[Start STORED RECORDS]

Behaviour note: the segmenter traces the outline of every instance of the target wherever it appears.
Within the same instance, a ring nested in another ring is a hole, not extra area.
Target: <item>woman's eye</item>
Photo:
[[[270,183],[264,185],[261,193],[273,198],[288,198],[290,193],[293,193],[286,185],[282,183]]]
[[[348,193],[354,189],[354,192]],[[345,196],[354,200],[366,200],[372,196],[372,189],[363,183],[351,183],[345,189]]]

[End STORED RECORDS]

EXERCISE TASK:
Show every line above that contains the string "instance". Case counts.

FINISHED ANSWER:
Behaviour note: the segmenter traces the outline of every instance of the target wherever it appears.
Within the same instance, a ring nested in another ring is a hole, not extra area.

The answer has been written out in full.